Convert the lines below into a Markdown table with the columns "Row" and "Line," numbering each row and skipping blank lines. Leave the pictures out.

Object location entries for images
====
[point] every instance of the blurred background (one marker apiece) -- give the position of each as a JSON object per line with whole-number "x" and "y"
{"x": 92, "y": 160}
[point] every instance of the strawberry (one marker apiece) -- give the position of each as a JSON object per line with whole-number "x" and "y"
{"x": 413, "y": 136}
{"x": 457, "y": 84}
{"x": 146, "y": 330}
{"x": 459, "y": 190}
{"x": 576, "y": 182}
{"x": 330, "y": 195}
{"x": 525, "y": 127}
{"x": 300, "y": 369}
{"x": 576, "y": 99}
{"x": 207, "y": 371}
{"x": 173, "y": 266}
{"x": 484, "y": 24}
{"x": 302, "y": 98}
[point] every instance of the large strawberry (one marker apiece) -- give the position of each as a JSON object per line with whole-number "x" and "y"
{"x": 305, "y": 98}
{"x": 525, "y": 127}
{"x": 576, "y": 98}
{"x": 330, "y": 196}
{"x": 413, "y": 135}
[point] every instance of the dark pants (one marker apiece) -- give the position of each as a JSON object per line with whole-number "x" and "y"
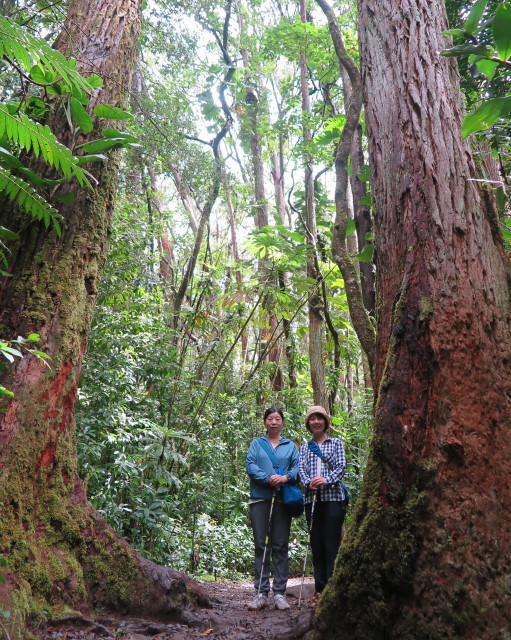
{"x": 277, "y": 546}
{"x": 325, "y": 538}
====
#### WRITTEN RESPONSE
| Row | Line |
|---|---|
| 1 | [point] every instance of the blurred background (one marker apiece) -- give the position of each as a JSON object per line with whole-number "x" and "y" |
| 2 | {"x": 92, "y": 160} |
| 3 | [point] every instance of the strawberry (one marker apiece) -- give the position of each as a JSON object per line with whole-number "x" and "y" |
| 4 | {"x": 413, "y": 136} |
| 5 | {"x": 457, "y": 84} |
| 6 | {"x": 146, "y": 330} |
| 7 | {"x": 459, "y": 190} |
| 8 | {"x": 576, "y": 182} |
| 9 | {"x": 330, "y": 195} |
| 10 | {"x": 525, "y": 127} |
| 11 | {"x": 300, "y": 369} |
| 12 | {"x": 576, "y": 99} |
| 13 | {"x": 207, "y": 371} |
| 14 | {"x": 173, "y": 266} |
| 15 | {"x": 484, "y": 24} |
| 16 | {"x": 302, "y": 98} |
| 17 | [point] every instance of the large strawberry (one marker apiece) -- give the position of each as a JSON object per line with whole-number "x" and "y" |
| 18 | {"x": 305, "y": 98} |
| 19 | {"x": 525, "y": 127} |
| 20 | {"x": 576, "y": 98} |
| 21 | {"x": 330, "y": 196} |
| 22 | {"x": 413, "y": 135} |
| 23 | [point] every instance of the dark pants (one marker apiece) -- give the position of each as a JSON object per line with whole-number "x" and "y" |
| 24 | {"x": 277, "y": 546} |
| 25 | {"x": 325, "y": 538} |